Görev Ayrıntıları →
Belge bölümüne göre 1998'deki grup elemelerinde oynanan Almanya-Türkiye maçı için Münih Olimpiyat Stadı'na kaç Türk gelmiştir?

Bu insanlar, Türkiyede yasayan insanlardan daha yogun ve daha ayrintili bir sekilde takip etmistir milli maclari. Alman bir takim ile türk takimi mac yaptigi zaman her türlü mücadeleyi verip stadlarda yerini almis, yalniz birakmamislardir. 1998 yilinda grup elemeleri macinda Almanya-Türkiye maci icin Münih olimpiyat stadina 50 bin türk gelmistir.. Nasil olduguna aldirmadan bir yolunu bulup hep destek, tam destek olmuslar. Galatasaray ceza aldigi zaman ister 1988 de monaco takimina karsi olsun ya da Juventus macina hep almanyayi tercih etmis zira biliyorlar ki evinde oynayacaklar.. Her zaman destekleyen insanlari olacaktir.. bir bakima bu ülkenin bu insanlara aslinda borcu var, cikip kazanmalidir desem de takimin durumu da ortada.. Yine de bugune kadar yaptiklari dahi yeterince anlamlidir. Yari final maci dahi bir denklik unsurudur, bire bir rakibidir, her gün analiz etmek zorunda kaldigi önemli bir varlik olmustur türkiye almanlar icin ve bu oldukca önemlidir.alman ile Türkün ayni kosullara sahip oldugu nadir anlardan birine taniklik edecek milyonlarca insan. Ki burada dahi Türkiyede takimin yarisi sakat, onlarda 23 fubtolcu hazir.. Olmadi mi olmuyor iste.. Milli takimin karakteri olarak adlandirilan "kazanma hirsi", ayni zamanda buradaki türkleri de isaret ediyor artik.. Milli takimin buraya kadar gelisi dahi bu insanlarin gözünde cok önemliydi.. Yani aslinda yenilse dahi mazareti simdiden hazir olmasi bir yana, su noktaya tasimasi oldukca önemliydi. elbette tarihi bir fark yiyip baska türlü iz birakmadigi zaman..

(Bir koleksiyondan alınan veriler)
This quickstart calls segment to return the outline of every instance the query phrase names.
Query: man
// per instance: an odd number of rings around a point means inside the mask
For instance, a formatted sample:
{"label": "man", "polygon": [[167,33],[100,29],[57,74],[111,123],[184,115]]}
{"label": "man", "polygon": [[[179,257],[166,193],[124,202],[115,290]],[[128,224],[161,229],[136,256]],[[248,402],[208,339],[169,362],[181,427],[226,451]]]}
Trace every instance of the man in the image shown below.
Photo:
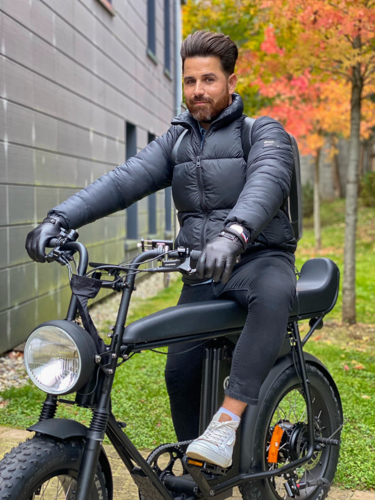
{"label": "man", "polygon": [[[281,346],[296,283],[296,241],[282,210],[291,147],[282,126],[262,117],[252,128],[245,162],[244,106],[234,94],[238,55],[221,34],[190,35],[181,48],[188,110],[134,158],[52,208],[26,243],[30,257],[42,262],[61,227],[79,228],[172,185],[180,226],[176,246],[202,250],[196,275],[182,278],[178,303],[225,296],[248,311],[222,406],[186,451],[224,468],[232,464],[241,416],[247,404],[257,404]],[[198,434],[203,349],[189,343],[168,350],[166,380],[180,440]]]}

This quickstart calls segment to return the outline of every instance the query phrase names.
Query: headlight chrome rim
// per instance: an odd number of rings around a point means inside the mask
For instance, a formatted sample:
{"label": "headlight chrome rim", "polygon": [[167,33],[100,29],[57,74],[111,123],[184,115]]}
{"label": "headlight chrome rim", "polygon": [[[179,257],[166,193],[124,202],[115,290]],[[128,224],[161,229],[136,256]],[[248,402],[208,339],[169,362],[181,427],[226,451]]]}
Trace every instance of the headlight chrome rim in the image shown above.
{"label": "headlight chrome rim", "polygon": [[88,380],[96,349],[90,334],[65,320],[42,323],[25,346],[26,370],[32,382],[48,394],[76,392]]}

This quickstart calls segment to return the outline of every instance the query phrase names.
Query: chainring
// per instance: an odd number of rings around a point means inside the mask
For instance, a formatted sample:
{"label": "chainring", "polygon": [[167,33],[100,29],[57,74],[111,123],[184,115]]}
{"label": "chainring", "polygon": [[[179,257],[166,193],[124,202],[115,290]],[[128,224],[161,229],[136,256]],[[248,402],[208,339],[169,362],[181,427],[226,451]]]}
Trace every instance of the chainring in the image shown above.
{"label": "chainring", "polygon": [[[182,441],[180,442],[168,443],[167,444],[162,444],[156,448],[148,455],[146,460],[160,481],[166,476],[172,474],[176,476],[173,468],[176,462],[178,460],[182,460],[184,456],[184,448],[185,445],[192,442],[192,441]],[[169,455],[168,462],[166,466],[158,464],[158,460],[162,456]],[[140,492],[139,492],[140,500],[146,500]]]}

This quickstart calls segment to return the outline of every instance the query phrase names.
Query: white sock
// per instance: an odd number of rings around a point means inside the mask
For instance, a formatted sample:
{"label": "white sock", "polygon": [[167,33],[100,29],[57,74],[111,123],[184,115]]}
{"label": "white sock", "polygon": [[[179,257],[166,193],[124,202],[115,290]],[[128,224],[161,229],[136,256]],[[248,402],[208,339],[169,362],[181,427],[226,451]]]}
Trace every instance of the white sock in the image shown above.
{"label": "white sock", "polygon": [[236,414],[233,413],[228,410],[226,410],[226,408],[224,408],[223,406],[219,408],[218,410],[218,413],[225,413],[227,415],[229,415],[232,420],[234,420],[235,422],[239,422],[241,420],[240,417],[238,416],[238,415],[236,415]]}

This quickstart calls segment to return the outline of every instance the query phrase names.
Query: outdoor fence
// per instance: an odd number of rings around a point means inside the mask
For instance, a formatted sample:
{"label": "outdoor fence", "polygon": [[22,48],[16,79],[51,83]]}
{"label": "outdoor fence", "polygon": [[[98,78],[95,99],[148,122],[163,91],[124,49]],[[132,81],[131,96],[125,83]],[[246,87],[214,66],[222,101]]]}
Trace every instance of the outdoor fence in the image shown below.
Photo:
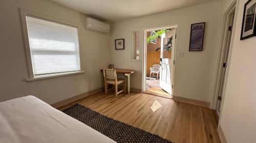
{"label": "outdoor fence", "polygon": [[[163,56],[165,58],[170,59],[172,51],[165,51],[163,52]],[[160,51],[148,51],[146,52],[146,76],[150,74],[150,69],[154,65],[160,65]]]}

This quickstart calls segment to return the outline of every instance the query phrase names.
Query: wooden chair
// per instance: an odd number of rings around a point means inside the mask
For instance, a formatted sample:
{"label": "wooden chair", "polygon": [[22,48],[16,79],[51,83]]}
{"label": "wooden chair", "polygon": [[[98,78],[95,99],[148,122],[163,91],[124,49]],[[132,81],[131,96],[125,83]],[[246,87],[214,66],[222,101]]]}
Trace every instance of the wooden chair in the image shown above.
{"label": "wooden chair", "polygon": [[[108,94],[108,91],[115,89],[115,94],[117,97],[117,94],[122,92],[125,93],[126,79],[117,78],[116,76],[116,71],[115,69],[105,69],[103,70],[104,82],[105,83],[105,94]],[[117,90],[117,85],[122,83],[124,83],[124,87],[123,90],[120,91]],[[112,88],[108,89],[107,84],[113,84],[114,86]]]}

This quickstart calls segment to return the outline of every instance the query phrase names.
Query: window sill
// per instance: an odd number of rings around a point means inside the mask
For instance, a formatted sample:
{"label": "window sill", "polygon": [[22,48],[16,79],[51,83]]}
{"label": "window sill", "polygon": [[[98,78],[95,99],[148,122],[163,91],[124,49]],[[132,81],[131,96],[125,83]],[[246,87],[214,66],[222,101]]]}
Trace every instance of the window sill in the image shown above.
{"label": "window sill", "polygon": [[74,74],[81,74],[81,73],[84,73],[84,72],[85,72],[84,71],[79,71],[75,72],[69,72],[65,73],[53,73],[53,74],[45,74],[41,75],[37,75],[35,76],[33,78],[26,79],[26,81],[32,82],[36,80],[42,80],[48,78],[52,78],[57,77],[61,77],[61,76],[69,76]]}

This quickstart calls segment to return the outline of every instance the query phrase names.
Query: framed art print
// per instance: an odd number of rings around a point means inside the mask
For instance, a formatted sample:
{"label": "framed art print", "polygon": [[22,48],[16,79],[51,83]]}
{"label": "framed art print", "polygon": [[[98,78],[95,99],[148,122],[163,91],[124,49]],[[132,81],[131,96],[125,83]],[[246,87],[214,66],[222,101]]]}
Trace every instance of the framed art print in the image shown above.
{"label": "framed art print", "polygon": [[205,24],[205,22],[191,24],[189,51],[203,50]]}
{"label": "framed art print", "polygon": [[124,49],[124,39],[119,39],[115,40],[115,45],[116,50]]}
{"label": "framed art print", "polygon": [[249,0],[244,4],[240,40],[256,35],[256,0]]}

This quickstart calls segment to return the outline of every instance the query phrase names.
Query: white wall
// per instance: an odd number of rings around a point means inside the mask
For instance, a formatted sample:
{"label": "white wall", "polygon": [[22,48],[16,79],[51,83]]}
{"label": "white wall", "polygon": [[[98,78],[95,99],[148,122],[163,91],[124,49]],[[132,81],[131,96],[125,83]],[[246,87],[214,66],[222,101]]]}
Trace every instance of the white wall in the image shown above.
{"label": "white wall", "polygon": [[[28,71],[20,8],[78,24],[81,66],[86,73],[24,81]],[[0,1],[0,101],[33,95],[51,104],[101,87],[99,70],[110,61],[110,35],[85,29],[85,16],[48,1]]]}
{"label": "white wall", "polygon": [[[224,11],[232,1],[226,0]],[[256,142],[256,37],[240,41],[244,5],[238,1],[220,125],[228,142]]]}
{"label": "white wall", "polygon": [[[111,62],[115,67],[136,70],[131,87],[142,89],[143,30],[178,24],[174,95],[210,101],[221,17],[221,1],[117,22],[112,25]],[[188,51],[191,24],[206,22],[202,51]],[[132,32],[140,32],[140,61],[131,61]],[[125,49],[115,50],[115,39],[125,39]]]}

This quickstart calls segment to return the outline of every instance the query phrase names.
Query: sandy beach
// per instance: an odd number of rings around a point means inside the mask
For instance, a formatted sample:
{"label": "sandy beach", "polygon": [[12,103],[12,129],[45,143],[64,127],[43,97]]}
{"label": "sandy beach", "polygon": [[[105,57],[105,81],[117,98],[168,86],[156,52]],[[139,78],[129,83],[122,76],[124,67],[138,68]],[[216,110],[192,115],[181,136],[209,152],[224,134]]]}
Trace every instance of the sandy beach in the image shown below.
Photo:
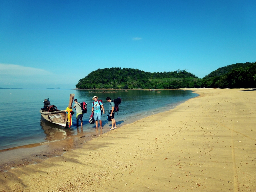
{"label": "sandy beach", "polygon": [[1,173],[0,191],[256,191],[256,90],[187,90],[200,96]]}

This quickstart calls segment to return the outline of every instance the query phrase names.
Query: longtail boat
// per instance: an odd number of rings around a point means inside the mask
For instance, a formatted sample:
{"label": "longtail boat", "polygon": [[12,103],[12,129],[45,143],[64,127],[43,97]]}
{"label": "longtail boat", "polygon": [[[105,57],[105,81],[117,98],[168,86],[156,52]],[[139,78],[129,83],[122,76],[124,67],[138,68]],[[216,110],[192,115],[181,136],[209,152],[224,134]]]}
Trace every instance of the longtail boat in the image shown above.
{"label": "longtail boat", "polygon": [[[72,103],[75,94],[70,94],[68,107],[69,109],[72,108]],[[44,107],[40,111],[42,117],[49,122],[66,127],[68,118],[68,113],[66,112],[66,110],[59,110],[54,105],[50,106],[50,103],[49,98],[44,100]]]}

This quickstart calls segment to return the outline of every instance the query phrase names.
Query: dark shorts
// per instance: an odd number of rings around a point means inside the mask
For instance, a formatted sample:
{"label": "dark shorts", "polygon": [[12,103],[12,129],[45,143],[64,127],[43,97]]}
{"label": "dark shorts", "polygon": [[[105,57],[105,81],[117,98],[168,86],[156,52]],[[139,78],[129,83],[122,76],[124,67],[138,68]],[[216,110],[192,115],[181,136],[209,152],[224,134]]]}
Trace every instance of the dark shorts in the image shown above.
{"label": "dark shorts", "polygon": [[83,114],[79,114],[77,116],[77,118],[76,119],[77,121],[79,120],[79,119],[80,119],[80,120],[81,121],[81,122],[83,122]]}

Problemin Çözümü →
50 bin Türk gelmiştir.